- _Text shown_:
- - - - - - -
Thanks for the advice guys.


----------



## Stimpy (Nov 1, 2008)

Birdy, even though you might have not known these people as your personal close friends, its pretty cool that you have enough compassion to feel the impact of the situation. I think it is disturbing to see things fail so quickly and so tragically. Unfortunately, it happens everywhere. People cheat, people lie, people do drugs, people ruin their lives. Leaving it or hopping on a train wont get you away from it. I guess its the shock of reality that that shit can happen to us at any moment. Shit can happen to anyone at any moment. Inevitable. It hurts to accept, but I guess we dont have a choice really. 

And to those that lie about being close to someone so they can connect to tragedy, I have no idea why someone would want someone to pity them. But I've seen people do it too. Its hard not to want to punch them in the face.


----------



## katiehabits (Nov 3, 2008)

man that's life. everyday people die or go to jail or get cheated. & that's why those of us fight the system that forces us to do these things. just try to make the best out of everything & blow peoples minds by telling them how different we can make this world.


----------



## Deleted member 13433 (Sep 18, 2015)

Skiptown, that has got to be some of the heaviest stuff I have ever read.... I hope you are today ok, and Birdy, it does not get any easier as one grows older in age, the trick is accepting that life is not always beautiful, but knowing that in fact it can be down right awful.

I'm truly sorry you have experienced what you have, and I'd by lying if I said I know how you feel because only you know how you feel.... but keep in mind that your personal experiences may someday be able to help somebody out in a similar situation further down the road.
(((((hugs)))))


----------
- - - - - - -
- _What you have to do_:
Please answer these from the forum thread:
(a) On what date did katiehabits post?
(b) Stimpy says that leaving it or hopping on what won't get you away from it?
(c) Deleted member 13433 says the trick is accepting what?
The listing after this forum thread is separate material.
- - - - - - -
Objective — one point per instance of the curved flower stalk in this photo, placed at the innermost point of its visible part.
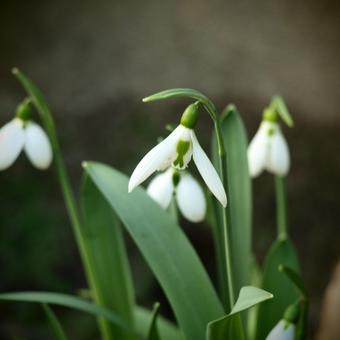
(268, 150)
(21, 133)
(187, 191)
(177, 150)
(282, 331)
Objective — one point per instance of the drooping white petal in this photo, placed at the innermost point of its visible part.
(37, 146)
(282, 332)
(258, 150)
(158, 158)
(161, 188)
(207, 171)
(12, 139)
(190, 199)
(278, 161)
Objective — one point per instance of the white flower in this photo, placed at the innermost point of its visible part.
(282, 331)
(18, 135)
(177, 150)
(268, 151)
(188, 193)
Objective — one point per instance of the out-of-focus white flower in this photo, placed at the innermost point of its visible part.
(177, 150)
(19, 134)
(282, 331)
(187, 191)
(269, 151)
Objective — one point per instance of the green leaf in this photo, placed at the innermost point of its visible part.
(167, 331)
(239, 193)
(102, 235)
(230, 326)
(282, 110)
(295, 278)
(67, 301)
(55, 325)
(184, 92)
(269, 314)
(153, 331)
(166, 249)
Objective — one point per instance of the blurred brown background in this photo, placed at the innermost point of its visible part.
(95, 60)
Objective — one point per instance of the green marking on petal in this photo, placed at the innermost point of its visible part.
(182, 148)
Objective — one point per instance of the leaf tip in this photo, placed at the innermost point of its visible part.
(15, 70)
(85, 164)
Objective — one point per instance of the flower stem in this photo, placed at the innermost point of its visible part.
(226, 220)
(70, 202)
(281, 208)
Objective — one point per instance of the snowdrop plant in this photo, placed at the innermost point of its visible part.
(177, 150)
(184, 189)
(22, 133)
(110, 201)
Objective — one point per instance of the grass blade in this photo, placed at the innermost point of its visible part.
(166, 249)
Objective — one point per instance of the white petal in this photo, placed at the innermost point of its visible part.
(161, 188)
(258, 150)
(158, 158)
(207, 171)
(190, 199)
(278, 161)
(37, 146)
(281, 332)
(12, 139)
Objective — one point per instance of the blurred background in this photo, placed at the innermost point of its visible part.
(95, 60)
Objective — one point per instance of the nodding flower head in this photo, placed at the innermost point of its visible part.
(177, 150)
(268, 150)
(21, 133)
(184, 188)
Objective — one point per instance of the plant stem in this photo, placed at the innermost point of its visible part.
(70, 202)
(281, 208)
(226, 223)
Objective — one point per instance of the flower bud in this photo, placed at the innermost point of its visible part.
(190, 116)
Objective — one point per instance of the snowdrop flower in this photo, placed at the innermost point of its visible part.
(177, 150)
(282, 331)
(187, 191)
(268, 150)
(21, 133)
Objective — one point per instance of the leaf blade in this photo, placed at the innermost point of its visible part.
(230, 326)
(103, 239)
(165, 248)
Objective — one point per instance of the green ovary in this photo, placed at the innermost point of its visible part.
(182, 148)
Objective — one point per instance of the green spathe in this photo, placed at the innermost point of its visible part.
(190, 116)
(24, 110)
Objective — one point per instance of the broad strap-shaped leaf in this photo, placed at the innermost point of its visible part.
(166, 249)
(153, 333)
(56, 327)
(295, 278)
(112, 282)
(167, 331)
(67, 301)
(282, 252)
(238, 192)
(230, 326)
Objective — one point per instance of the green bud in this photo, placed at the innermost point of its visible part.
(292, 313)
(24, 110)
(176, 177)
(270, 115)
(182, 148)
(190, 116)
- - - - - - -
- _Result for this exercise_:
(a) Nov 3, 2008
(b) A train
(c) That life is not always beautiful, while knowing that it can in fact be downright awful